### WORK ORDER
From the text on India's carbon market, extract the passage between "- Monitoring Carbon" and "significantly higher emissions.", inclusive, copying it without any change.

### SUPPLIED TEXT
Nevertheless, even in an NDC-based emissions system, a periodic review is necessary to ensure that emissions targets are not stagnated at a particular point in time without accounting for changing circumstances. Thus, any system would rely on governments willing to make revisions to the system. Additionally, while it is true that the effects of climate change worsen over time, such consequences are exacerbated by poverty and poor economic growth. Thus, any sustainable policy to reduce emissions has to account for short-run economic development, which can only happen in a system that allows India to gradually scale up reduction targets as it grows, with a long-term target to reach net zero by 2070 rather than ambitious, five-year NDCs that do not meet the short-term industrialization needs of the country. Conversely, low targets in the short run based on NDCs that are not revised upwards based on a benchmark like the net-zero goal are also ineffective given their failure to meet climate change targets. Thus, having a long-term target, such as net zero by 2070, is critical to meet both the industrialization and emissions targets of India.
Allocation of Credits
Once a cap is set, an initial allocation of permits has to be done. However, the blueprint is silent on how the initial allocation of credits will be made. The EU follows an auction system, giving allowances to the highest bidder. However, the cost of such a system would be a heavy penalty on the growth of a manufacturing sector already being transferred overseas to Vietnam and Bangladesh. Thus, the initial allocation must be free of cost, at least for the short term. While there exist alternatives such as progressive pricing based on the ability of firms to pay, the transaction cost of such a system in addition to determining emissions targets as outlined below would be inefficient.
Furthermore, the MSME sector (often ignored in discussions around climate change in India) contributes approximately 50 million metric tonnes of oil usage per year. They also form the backbone of a third of India’s GDP. Therefore, a differential allocation model that gives permits according to the financial capacities of firms to decarbonize and their contributions to greenhouse gas emissions (GHGs) must be considered. The EU has recently proposed a similar model, where sectors that need sharper emissions reductions are proposed to be governed under separate emissions trading schemes with higher targets.
- Monitoring Carbon Emissions
A critical part of any carbon market is robust Monitoring, Reporting and Verification (MRV) systems. Currently, India lacks standard emissions factors that can be used to determine the emissions of individual entities. The use of proxies instead of clearer emissions counts has led to adverse impacts. For instance, the cess imposed on coal was not linked to the quantum of carbon emissions but rather to the quantum of coal usage regardless of whether the coal used was clean coal or not, resulting in a system that put factories with low emissions at equal footing with those that had significantly higher emissions.

### STORED DATA
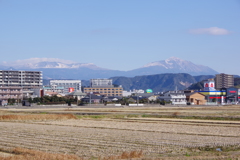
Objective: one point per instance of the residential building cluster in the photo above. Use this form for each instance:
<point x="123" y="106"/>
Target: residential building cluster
<point x="19" y="85"/>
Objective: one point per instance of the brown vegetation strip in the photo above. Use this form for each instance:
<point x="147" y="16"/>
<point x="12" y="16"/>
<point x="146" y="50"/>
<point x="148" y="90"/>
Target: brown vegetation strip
<point x="36" y="117"/>
<point x="27" y="154"/>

### THE COMPLETED TASK
- Monitoring Carbon Emissions
A critical part of any carbon market is robust Monitoring, Reporting and Verification (MRV) systems. Currently, India lacks standard emissions factors that can be used to determine the emissions of individual entities. The use of proxies instead of clearer emissions counts has led to adverse impacts. For instance, the cess imposed on coal was not linked to the quantum of carbon emissions but rather to the quantum of coal usage regardless of whether the coal used was clean coal or not, resulting in a system that put factories with low emissions at equal footing with those that had significantly higher emissions.